**PROBLEM TO WORK ON:**
Return the listing below unchanged, but without pictures.

**PROVIDED INFORMATION:**
>>>>>

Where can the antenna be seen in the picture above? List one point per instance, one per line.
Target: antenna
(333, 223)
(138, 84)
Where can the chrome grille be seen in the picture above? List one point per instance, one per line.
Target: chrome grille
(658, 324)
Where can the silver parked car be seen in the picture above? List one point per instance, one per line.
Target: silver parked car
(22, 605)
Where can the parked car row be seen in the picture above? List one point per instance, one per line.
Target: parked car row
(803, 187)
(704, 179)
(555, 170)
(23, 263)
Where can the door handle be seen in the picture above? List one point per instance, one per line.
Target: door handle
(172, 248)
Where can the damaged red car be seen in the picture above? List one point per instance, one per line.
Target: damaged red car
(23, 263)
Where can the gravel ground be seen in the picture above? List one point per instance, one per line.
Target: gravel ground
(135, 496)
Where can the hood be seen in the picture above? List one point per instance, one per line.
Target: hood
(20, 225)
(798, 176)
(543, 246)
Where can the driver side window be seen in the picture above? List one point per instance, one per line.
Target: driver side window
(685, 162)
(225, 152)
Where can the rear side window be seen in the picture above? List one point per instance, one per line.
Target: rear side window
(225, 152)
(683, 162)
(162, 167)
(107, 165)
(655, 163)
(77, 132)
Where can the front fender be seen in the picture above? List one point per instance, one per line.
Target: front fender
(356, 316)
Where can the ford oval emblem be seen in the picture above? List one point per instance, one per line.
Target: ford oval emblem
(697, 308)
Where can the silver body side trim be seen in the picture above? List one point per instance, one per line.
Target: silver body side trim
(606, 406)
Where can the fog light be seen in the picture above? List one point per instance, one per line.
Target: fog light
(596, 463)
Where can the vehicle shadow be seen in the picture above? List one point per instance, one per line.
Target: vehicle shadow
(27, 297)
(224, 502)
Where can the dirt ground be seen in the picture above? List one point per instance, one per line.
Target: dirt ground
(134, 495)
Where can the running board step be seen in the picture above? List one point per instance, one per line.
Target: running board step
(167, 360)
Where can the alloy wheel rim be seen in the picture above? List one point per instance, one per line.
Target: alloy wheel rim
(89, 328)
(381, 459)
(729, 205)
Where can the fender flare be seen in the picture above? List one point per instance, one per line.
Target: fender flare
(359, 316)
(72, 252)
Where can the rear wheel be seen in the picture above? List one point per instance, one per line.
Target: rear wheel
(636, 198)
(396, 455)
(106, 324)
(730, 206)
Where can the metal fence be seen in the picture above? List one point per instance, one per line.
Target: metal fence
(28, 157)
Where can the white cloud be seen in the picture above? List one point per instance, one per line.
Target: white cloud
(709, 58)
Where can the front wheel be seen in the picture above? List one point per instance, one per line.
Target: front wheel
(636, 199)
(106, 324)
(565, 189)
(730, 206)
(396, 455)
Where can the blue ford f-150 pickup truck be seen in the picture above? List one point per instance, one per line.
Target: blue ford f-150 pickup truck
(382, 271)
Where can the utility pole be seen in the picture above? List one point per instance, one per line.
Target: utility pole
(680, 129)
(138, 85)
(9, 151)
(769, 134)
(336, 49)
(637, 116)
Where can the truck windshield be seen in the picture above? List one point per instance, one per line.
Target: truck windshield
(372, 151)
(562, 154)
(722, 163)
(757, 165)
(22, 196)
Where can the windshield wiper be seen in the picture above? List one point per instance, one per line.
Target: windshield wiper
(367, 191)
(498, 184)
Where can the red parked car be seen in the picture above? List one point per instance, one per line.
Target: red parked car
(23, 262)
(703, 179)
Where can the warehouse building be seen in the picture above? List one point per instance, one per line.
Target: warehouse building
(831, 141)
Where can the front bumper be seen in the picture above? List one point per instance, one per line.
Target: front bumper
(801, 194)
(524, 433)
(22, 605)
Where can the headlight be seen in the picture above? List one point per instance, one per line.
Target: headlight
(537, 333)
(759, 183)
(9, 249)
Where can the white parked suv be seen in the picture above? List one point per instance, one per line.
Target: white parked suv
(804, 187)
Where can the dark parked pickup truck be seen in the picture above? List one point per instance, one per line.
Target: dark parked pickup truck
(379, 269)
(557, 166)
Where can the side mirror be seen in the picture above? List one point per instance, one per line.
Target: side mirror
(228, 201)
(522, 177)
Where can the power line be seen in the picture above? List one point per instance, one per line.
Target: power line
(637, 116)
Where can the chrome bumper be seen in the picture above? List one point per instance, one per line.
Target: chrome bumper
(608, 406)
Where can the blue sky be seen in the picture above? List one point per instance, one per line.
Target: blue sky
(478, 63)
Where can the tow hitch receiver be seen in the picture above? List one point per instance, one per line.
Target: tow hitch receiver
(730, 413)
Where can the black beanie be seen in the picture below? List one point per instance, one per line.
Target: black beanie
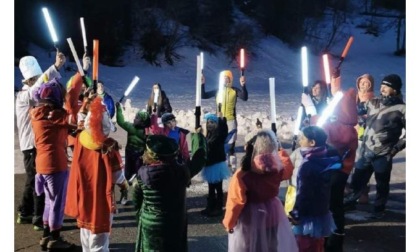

<<<<<

**SOLUTION FOR THIS EXERCISE:**
Where can the antenna be seen in the picture above? List one point per instance, one per line.
Target: antenna
(333, 223)
(138, 84)
Where can the chrome grille be seen in the picture above? List one point per instance, one per line.
Target: chrome grille
(658, 324)
Where can the silver parked car be seen in the picture above? List one point per instance, one per line.
Target: silver parked car
(22, 605)
Where can the parked car row be seen in the picture above? List one point per instance, one per line.
Target: parked car row
(803, 187)
(704, 179)
(555, 170)
(23, 263)
Where can the door handle be seen in the picture above? List one point per instance, one per line.
Target: door handle
(172, 248)
Where can the damaged red car be seen in the picture above? List one point per instance, one per line.
Target: damaged red car
(23, 263)
Where can the gravel ground be seen in the picture above? List one point per instance, one per line.
Target: gravel ground
(135, 496)
Where can the hood be seen in the picture above? List one point per instance, one per line.
Target: hood
(20, 225)
(798, 176)
(543, 246)
Where can the driver side window be seen in the picture above? List one point per instance, one per line.
Target: driver side window
(685, 162)
(225, 152)
Where can the rear side window be seen in the picture above? List one point per instance, one per line.
Target: rear side window
(225, 152)
(683, 162)
(162, 167)
(107, 165)
(655, 163)
(77, 132)
Where can the front fender be seen in the picture above? List one point per instance, one per line.
Target: front fender
(356, 316)
Where can the ford oval emblem be seen in the picture above? List one point per instance, one per line.
Target: ford oval emblem
(697, 308)
Where can the silver body side trim be seen in the picture above? List one point per instance, one per line.
Target: silver body side trim
(606, 406)
Where can the fog light be seen in the picture above? List one point per instance, one per line.
Target: fog light
(596, 463)
Where can the vehicle shadow be seen in the picture above? List one point per instance, one per line.
Target: vehicle shadow
(27, 297)
(224, 502)
Where can the dirt ground be seen in the picture above? List one point per instance, one per line.
Target: dirt ground
(134, 495)
Where can the running board step be seen in the picture above? List one point per instance, one per line.
Target: running board step
(167, 360)
Where can the alloy wheel rim be seen in the picture above? List one point per instance, one per line.
Target: alloy wheel rim
(89, 328)
(381, 459)
(729, 205)
Where can the fender flare be seen in the picture above? List one point per instance, one per line.
Target: fender flare
(359, 316)
(72, 252)
Where can the rear wheel be seen in the picture above? List one point per instance, one per line.
Target: rear wheel
(636, 198)
(396, 455)
(106, 324)
(730, 206)
Where can the metal fence be seen in the picture above? List one point per instance, one per line.
Target: metal fence
(28, 157)
Where can the white cloud be seen in the picture above? List one point per instance, one per line.
Target: white cloud
(709, 58)
Where can the front wheel be seen in the picture above? List one point per instance, one per line.
Target: front wheel
(636, 199)
(106, 324)
(565, 189)
(730, 206)
(396, 455)
Where can the blue ford f-150 pickup truck be seen in the picture above? List one point per instance, one per line.
Target: blue ford f-150 pickup truck
(382, 271)
Where can the utility pole be seen in the picture above? List one point per instance, one per line.
Target: utility pole
(680, 129)
(138, 85)
(9, 151)
(769, 134)
(336, 49)
(637, 116)
Where can the truck windshield be seen in the picture above? List one point per instance, one per line.
Target: truck windshield
(372, 151)
(562, 154)
(722, 163)
(757, 165)
(22, 196)
Where can the windshield wiper be seen in the picture above? List one point per instance, one per line.
Target: windshield wiper
(367, 191)
(498, 184)
Where can the red parked car be seen in the picture above? List one point per instance, one per line.
Target: red parked car
(23, 262)
(703, 179)
Where can the warehouse building be seen in the picture above? List one point per instance, one per line.
Target: warehouse building
(831, 141)
Where can the front bumper be seen in the picture above? List one point per instance, one per line.
Target: front bumper
(801, 194)
(524, 433)
(22, 605)
Where can the headlight be seen in the picture above? List one point per instance, one per line.
Target: headlight
(537, 333)
(759, 183)
(9, 249)
Where can the white parked suv be seen in the picture above? List one point per instance, one per line.
Target: white parked suv
(804, 187)
Where can the dark parked pickup truck be seen in the picture above? List one point per instance, one per line.
Target: dark parked pickup truck
(379, 269)
(557, 166)
Where can the side mirror be seen in the picture above? List one point per instance, one per line.
Target: side mirror
(228, 201)
(522, 177)
Where can the power line be seen in the picture above? List one point per instance, one per line.
Target: power line
(637, 116)
Where can the chrome bumper be seen in the picture above? List one point per instance, one per line.
Target: chrome bumper
(608, 406)
Where can the blue sky be seen in the picture above? List one point per instance, one per line.
Target: blue sky
(478, 63)
Where can the tow hitch receiver be seen in the picture above? List one point per instance, one per line.
Target: tow hitch receiver
(730, 413)
Where can the black beanie be seen in the picture below? List one point per instance, one per line.
Target: black beanie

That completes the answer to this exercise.